▶ Data shown:
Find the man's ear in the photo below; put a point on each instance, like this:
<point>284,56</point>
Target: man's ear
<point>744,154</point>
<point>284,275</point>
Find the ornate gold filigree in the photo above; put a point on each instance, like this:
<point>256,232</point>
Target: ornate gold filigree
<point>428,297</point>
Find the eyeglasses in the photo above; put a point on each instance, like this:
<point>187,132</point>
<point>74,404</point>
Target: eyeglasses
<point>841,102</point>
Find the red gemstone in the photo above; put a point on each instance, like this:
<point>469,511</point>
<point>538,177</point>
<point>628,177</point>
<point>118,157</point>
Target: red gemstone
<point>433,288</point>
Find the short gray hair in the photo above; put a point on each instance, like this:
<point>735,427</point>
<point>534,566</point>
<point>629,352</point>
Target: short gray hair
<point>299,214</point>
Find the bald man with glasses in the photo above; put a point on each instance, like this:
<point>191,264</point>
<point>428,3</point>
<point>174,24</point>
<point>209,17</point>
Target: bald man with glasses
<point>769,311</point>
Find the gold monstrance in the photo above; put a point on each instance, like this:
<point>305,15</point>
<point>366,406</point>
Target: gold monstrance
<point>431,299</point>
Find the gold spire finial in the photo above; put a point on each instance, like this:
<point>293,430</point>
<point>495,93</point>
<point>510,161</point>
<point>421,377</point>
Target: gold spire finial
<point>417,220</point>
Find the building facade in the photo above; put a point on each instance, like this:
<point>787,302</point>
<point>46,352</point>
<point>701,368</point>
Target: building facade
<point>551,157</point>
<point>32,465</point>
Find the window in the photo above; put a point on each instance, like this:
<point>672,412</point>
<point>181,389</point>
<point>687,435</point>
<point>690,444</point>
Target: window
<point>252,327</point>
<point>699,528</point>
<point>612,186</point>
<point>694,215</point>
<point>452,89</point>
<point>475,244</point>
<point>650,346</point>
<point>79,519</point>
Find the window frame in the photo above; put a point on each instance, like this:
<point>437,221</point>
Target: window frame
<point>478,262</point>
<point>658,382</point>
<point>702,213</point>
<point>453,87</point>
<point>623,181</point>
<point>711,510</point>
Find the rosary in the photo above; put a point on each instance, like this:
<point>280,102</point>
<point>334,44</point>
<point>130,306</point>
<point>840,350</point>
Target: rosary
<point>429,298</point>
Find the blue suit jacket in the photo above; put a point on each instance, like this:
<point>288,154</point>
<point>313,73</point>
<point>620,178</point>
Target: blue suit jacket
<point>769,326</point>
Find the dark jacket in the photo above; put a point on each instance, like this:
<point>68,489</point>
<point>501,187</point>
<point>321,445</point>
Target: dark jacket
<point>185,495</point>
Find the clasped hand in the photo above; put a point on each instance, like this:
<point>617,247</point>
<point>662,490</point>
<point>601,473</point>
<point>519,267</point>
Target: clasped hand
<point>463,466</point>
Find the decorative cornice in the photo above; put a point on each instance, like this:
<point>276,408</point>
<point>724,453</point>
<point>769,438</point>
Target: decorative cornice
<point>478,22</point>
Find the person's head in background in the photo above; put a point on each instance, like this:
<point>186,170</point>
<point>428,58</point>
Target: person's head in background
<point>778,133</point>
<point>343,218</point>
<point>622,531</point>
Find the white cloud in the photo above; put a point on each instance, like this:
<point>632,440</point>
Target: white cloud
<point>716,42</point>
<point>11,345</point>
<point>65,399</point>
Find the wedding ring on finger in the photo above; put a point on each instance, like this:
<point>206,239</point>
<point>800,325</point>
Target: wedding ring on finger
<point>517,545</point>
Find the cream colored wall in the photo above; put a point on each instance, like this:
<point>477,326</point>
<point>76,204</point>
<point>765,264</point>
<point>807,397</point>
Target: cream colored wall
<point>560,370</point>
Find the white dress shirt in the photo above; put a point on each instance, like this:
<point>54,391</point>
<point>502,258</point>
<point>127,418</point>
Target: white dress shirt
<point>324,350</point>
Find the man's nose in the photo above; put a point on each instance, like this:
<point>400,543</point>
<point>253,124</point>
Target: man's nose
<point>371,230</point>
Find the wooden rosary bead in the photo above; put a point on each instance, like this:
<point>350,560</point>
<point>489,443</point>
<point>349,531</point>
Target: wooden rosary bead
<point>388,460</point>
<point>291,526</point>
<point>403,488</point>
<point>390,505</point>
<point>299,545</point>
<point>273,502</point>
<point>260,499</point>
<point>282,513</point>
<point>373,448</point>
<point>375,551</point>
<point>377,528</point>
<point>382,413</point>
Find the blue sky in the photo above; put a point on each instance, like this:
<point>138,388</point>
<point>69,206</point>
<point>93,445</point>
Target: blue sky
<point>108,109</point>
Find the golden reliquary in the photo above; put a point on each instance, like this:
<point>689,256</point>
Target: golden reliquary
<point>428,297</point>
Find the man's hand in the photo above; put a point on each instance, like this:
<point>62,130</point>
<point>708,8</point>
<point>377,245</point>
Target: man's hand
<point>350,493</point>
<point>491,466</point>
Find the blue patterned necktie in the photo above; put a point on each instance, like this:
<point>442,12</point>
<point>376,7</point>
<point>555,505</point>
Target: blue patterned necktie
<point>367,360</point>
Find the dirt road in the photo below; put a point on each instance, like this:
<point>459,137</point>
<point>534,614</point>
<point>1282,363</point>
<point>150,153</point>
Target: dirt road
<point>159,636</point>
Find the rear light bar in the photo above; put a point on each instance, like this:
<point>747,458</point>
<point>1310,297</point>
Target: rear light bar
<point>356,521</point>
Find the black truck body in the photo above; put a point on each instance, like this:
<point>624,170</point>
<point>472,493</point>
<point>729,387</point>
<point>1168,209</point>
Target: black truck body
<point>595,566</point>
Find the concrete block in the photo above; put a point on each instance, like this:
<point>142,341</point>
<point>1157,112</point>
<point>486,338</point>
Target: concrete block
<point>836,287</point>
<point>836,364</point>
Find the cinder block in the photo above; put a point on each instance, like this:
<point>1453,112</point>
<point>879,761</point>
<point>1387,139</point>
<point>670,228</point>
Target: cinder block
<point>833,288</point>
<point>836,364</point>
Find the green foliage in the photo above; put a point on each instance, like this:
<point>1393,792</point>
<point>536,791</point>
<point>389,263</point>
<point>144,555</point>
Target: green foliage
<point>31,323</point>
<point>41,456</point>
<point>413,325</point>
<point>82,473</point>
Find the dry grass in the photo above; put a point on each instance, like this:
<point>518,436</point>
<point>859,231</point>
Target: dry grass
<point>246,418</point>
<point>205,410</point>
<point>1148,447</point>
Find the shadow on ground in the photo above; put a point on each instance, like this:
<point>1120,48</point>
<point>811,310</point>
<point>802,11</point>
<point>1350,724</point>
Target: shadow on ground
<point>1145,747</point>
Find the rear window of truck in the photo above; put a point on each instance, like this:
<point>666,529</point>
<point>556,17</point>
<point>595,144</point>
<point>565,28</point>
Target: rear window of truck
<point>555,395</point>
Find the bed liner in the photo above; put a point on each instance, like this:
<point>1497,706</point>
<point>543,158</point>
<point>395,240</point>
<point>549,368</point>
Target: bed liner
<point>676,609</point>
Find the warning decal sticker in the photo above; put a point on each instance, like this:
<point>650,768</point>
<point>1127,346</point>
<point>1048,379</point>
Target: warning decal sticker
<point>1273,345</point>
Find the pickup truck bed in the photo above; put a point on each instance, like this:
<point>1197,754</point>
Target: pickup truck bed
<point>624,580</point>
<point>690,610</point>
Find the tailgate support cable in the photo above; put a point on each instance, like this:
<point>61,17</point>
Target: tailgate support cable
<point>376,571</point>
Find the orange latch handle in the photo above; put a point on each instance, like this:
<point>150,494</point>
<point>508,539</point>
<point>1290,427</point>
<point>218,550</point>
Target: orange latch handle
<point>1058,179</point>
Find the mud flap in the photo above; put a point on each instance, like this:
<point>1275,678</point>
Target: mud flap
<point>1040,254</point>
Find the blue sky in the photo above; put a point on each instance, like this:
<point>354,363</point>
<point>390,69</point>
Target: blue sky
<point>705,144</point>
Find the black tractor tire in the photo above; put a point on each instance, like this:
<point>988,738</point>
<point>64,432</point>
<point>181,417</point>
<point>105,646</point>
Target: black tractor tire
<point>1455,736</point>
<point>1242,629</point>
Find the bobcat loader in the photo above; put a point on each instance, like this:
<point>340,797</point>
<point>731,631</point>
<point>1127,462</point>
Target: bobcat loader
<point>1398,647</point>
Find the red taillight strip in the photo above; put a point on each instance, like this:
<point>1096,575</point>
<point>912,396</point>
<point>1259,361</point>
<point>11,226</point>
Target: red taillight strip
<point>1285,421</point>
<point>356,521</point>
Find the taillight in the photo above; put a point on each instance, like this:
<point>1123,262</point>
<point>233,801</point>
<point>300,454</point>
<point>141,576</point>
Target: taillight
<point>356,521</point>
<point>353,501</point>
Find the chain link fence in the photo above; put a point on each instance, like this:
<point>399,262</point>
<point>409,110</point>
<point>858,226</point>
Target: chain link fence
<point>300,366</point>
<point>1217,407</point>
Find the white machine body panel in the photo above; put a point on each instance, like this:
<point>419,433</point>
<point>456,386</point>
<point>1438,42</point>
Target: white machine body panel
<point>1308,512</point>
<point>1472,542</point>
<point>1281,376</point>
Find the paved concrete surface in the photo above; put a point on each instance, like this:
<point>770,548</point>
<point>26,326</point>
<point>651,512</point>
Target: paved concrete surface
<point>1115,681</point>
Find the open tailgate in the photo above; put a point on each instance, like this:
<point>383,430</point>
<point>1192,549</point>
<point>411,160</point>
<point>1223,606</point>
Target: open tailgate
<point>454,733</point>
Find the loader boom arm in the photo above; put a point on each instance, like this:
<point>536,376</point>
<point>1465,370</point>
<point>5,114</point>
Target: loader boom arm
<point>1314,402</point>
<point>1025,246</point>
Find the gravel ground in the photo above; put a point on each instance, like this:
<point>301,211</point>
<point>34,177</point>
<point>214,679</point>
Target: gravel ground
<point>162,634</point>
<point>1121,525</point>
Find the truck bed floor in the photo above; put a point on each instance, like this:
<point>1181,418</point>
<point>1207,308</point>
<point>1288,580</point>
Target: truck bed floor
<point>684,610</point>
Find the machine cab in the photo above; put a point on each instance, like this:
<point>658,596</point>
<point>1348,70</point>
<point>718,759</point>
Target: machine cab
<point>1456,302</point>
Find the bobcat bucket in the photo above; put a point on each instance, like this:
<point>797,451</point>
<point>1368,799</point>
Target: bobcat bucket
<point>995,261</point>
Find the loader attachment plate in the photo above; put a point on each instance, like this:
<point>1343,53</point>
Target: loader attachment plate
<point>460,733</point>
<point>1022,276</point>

▶ Your objective: Please retype exactly the line containing "<point>797,451</point>" and each line after it to the end of the records, and nothing more.

▶ Task solution:
<point>797,451</point>
<point>1368,799</point>
Target: bobcat bucket
<point>995,261</point>
Find the loader attachment plate in the photo above; put a point on each instance, like this:
<point>1343,53</point>
Target: loader attachment plate
<point>460,733</point>
<point>1022,276</point>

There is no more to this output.